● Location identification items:
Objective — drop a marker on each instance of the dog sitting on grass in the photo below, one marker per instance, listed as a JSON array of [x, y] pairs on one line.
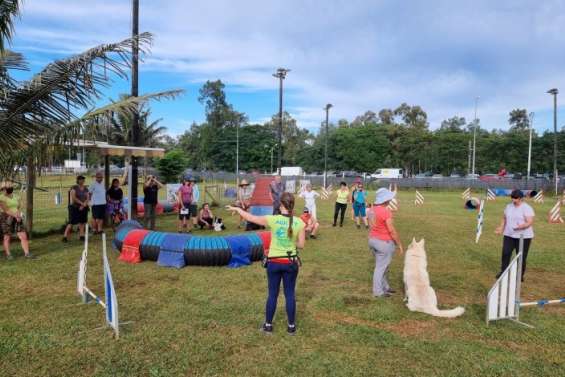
[[420, 296]]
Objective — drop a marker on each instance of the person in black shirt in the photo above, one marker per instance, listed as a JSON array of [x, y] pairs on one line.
[[114, 198], [151, 198]]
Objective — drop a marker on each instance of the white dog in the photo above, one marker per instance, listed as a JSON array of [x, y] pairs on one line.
[[420, 295]]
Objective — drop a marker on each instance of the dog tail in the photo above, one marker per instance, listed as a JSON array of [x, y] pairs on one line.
[[451, 313]]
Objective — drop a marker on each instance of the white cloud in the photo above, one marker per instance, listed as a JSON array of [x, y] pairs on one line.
[[358, 55]]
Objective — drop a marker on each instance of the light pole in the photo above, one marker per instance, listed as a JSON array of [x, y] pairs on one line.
[[327, 108], [272, 148], [281, 75], [530, 146], [475, 134], [554, 92], [134, 93]]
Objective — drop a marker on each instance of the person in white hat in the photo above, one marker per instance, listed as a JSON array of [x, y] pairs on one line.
[[383, 241]]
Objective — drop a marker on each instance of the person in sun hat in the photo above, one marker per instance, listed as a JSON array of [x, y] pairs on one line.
[[517, 222], [383, 241]]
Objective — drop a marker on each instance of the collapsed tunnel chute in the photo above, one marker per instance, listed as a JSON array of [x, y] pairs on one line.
[[178, 250]]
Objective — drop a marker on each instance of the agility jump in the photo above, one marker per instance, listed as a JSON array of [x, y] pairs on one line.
[[111, 301]]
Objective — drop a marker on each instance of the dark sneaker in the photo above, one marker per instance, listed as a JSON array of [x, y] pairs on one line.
[[267, 328]]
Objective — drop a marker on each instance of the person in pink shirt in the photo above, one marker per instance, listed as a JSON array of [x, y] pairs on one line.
[[383, 241], [184, 199]]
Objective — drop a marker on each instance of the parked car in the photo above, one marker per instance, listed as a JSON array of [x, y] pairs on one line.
[[490, 177], [426, 174]]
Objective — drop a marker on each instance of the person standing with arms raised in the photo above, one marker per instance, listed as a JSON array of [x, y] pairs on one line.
[[276, 190], [287, 237], [383, 241], [341, 203], [150, 200]]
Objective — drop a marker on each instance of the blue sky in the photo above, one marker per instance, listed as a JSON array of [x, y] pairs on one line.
[[357, 55]]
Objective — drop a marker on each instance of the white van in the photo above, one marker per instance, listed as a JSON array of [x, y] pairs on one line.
[[387, 173]]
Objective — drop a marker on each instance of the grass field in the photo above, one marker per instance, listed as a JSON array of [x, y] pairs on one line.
[[203, 321]]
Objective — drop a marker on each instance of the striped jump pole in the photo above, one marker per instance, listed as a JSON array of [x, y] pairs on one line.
[[110, 301], [554, 216], [490, 195], [466, 195], [503, 299], [419, 200], [538, 198]]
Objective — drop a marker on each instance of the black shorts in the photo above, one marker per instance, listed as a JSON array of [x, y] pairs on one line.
[[190, 213], [77, 216], [9, 225], [99, 211]]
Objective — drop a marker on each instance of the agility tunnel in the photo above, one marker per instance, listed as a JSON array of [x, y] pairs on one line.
[[178, 250]]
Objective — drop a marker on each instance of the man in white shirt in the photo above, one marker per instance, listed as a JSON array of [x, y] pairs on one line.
[[517, 222], [97, 194]]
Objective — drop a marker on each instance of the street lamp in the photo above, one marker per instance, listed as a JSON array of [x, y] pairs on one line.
[[554, 92], [327, 108], [281, 75], [531, 116], [475, 134]]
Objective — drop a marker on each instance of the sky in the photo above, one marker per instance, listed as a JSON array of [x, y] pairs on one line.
[[357, 55]]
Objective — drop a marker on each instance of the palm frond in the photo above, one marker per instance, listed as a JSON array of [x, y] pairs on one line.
[[52, 96], [9, 10]]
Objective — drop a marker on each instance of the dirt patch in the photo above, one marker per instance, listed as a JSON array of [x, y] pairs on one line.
[[404, 328]]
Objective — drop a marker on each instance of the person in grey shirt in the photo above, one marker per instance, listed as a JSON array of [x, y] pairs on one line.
[[276, 189], [516, 222]]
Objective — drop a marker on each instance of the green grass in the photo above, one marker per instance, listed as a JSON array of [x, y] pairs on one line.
[[203, 321]]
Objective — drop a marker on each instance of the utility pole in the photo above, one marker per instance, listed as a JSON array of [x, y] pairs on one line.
[[134, 93], [530, 146], [281, 75], [554, 92], [475, 121], [327, 108]]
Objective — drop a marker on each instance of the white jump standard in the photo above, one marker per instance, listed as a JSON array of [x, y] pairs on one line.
[[111, 302], [503, 299]]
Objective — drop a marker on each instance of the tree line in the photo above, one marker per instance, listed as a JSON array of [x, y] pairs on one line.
[[398, 137]]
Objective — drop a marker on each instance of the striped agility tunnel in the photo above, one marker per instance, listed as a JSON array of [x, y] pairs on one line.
[[178, 250]]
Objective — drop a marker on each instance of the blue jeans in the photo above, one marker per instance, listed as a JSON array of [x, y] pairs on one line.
[[288, 274]]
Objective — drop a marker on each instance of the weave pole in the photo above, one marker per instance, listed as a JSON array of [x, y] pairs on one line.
[[554, 216], [419, 200], [480, 221], [490, 195]]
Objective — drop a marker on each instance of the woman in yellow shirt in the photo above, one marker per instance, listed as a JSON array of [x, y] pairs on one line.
[[287, 236], [341, 203], [11, 221]]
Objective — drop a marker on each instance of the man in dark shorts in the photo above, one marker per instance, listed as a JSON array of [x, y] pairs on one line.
[[151, 198], [97, 195], [78, 209]]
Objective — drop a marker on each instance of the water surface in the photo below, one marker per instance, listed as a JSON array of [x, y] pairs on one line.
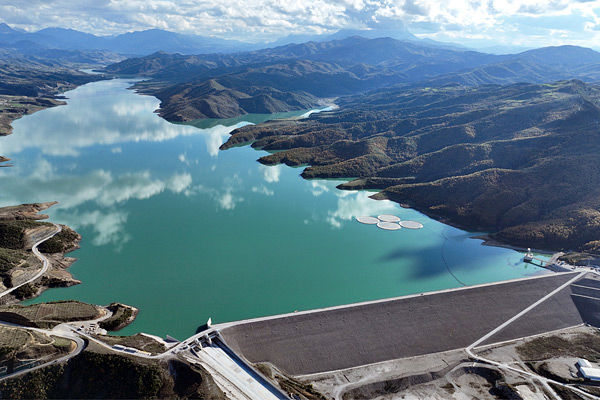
[[185, 232]]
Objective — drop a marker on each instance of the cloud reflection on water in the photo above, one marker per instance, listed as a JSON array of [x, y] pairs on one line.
[[92, 119]]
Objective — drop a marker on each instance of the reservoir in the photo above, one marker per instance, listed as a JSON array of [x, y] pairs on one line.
[[185, 232]]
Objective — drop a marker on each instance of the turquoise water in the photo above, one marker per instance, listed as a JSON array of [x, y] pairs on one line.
[[185, 232]]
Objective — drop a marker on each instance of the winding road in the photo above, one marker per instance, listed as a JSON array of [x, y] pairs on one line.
[[543, 380], [41, 257]]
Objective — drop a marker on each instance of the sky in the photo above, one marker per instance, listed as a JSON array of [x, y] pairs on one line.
[[485, 23]]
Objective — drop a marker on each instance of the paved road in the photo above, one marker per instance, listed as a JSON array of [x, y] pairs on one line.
[[544, 381], [333, 339], [56, 331], [41, 257]]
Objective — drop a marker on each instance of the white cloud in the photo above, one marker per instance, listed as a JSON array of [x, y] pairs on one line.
[[254, 20], [84, 124], [262, 189], [318, 188], [356, 203], [271, 174], [109, 227], [101, 191]]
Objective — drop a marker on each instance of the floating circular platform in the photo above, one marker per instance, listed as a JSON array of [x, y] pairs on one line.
[[367, 220], [389, 226], [388, 218], [411, 224]]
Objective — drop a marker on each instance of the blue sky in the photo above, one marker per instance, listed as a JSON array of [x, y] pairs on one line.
[[526, 23]]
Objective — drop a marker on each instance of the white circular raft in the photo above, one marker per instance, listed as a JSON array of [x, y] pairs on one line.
[[411, 224], [388, 218], [388, 226], [367, 220]]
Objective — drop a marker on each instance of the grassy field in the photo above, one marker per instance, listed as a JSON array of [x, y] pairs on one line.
[[49, 314], [19, 346], [122, 316]]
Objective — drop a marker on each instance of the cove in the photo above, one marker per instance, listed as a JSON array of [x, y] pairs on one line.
[[185, 232]]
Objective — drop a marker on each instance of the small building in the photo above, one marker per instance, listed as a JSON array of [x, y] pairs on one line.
[[583, 363], [588, 371]]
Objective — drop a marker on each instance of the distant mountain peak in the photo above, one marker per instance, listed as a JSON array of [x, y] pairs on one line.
[[4, 28]]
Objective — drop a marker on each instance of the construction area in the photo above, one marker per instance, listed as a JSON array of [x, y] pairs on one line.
[[312, 342]]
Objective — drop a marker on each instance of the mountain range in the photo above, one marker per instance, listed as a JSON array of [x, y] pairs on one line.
[[229, 85], [518, 160]]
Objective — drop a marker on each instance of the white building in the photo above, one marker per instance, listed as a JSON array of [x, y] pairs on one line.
[[588, 371]]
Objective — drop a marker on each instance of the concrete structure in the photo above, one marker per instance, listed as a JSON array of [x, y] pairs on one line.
[[349, 336]]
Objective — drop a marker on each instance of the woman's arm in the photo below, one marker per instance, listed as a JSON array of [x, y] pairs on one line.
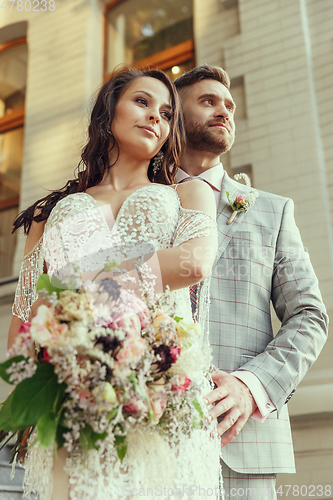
[[34, 235], [191, 261], [191, 258]]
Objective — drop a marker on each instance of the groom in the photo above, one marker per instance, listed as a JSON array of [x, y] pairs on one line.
[[260, 260]]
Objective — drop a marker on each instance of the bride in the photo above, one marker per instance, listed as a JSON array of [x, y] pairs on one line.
[[126, 191]]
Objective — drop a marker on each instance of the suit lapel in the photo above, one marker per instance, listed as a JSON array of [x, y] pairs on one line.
[[225, 231]]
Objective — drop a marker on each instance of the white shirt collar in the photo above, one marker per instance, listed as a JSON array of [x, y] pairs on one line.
[[213, 175]]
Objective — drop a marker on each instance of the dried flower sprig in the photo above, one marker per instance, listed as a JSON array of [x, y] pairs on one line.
[[241, 203]]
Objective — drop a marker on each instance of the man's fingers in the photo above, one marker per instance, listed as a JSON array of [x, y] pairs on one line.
[[229, 420], [223, 406], [233, 431], [216, 395]]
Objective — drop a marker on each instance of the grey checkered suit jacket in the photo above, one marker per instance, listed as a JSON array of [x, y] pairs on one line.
[[261, 260]]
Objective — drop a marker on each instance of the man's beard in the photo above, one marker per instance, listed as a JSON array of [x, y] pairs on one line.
[[201, 138]]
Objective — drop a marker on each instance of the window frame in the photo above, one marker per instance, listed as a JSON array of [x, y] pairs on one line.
[[9, 122], [165, 59]]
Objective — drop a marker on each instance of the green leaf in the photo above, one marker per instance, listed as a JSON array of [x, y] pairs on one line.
[[4, 366], [35, 396], [46, 430], [197, 406], [88, 438], [121, 446], [177, 318], [51, 285], [60, 440]]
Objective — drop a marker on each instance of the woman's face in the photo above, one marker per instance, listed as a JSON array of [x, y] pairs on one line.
[[141, 124]]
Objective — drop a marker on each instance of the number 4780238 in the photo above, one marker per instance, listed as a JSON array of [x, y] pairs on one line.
[[28, 5]]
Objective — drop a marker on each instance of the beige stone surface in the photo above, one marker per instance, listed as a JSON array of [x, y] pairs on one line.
[[280, 53]]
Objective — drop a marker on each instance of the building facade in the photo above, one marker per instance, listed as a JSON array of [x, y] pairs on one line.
[[279, 56]]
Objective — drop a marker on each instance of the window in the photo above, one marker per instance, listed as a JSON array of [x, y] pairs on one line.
[[152, 33], [13, 73]]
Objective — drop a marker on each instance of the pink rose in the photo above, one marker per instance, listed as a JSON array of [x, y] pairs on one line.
[[175, 352], [24, 328], [183, 384], [158, 400], [136, 406], [132, 349]]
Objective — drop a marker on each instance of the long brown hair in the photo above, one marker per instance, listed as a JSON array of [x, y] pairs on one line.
[[94, 161]]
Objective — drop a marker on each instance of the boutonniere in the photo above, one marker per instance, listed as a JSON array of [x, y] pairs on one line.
[[239, 202]]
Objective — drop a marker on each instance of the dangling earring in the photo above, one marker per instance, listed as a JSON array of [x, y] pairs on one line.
[[157, 162]]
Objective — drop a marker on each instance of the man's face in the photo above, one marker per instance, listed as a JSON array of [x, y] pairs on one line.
[[209, 116]]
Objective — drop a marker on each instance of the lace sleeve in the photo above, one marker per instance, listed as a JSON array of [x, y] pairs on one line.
[[26, 291], [193, 224]]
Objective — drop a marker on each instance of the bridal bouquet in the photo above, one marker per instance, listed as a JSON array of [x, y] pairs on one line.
[[96, 361]]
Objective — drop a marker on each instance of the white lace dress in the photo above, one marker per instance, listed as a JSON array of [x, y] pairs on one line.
[[80, 230]]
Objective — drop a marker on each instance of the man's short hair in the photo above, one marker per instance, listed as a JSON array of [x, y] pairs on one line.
[[206, 71]]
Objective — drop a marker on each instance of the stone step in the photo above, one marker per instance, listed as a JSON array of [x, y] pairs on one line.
[[5, 474], [10, 495]]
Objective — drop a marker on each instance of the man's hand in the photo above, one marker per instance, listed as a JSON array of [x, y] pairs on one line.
[[234, 398]]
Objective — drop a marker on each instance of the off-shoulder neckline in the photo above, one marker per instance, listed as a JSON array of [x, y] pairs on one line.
[[124, 202]]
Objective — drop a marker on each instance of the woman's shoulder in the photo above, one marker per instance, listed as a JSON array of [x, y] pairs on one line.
[[196, 194], [70, 205]]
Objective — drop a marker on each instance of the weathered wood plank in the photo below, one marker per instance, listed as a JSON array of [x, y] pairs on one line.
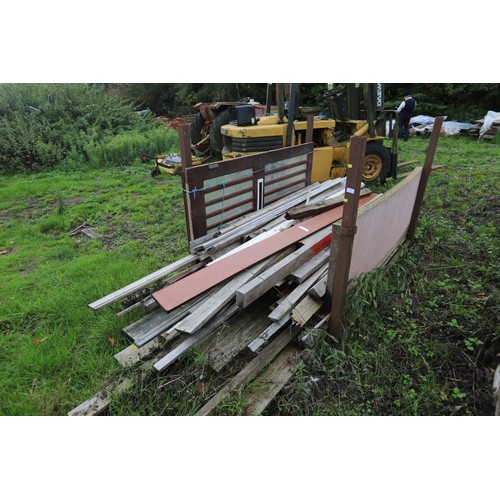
[[146, 323], [217, 301], [228, 343], [297, 294], [133, 354], [100, 401], [264, 337], [196, 283], [255, 288], [270, 382], [305, 310], [192, 340], [251, 370]]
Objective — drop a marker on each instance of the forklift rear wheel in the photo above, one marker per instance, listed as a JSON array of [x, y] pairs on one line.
[[377, 164], [216, 140]]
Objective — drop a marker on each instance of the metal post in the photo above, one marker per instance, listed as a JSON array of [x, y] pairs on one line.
[[369, 108], [309, 128], [186, 162], [281, 101], [268, 99], [426, 171], [341, 267], [291, 113]]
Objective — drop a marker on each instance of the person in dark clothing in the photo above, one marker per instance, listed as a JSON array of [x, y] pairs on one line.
[[405, 111]]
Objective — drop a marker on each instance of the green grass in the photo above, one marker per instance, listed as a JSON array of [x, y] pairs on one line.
[[418, 341], [54, 350], [423, 339]]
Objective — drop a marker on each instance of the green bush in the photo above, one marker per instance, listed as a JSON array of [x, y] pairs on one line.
[[124, 148], [42, 125]]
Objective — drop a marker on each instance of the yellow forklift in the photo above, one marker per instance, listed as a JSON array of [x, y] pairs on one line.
[[356, 109]]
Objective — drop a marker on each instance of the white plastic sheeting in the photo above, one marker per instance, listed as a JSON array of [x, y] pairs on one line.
[[490, 117]]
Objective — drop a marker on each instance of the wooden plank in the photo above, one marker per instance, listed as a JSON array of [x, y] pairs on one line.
[[133, 354], [298, 293], [246, 226], [218, 300], [311, 266], [173, 318], [143, 282], [146, 323], [176, 294], [268, 279], [192, 340], [233, 339], [270, 382], [251, 370], [100, 401]]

● TASK STATEMENT:
Rewrite the stretch from the line containing "the green bush" through the end of the items, substituting "Task" for every occurrence of "Objective" and leaving all other text unchanged.

● TASK RESULT:
Task — drop a marker on each instance of the green bush in the photo above, one marker per instance, listed as a JSON array of [x, y] pairs on one line.
[[124, 148], [42, 125]]
Task — drop a marker on each instance of the yellow forklift in the photo above, one marker per instance, listed as a JSON array of [x, y] pairs on one line.
[[356, 109]]
Task — drop a marker on each instance of the white plastic sheeting in the photo above, one marker per instance, listed as a JSON array of [x, y] pairs on one line.
[[490, 117]]
Task — drop a marker on each instance of the wooden plank in the photo above, one marker per instance, listed as a JSON array of [x, y] pairs on one line.
[[133, 354], [298, 293], [246, 226], [218, 300], [311, 266], [173, 318], [143, 282], [146, 323], [176, 294], [268, 279], [192, 340], [233, 339], [270, 382], [251, 370], [100, 401]]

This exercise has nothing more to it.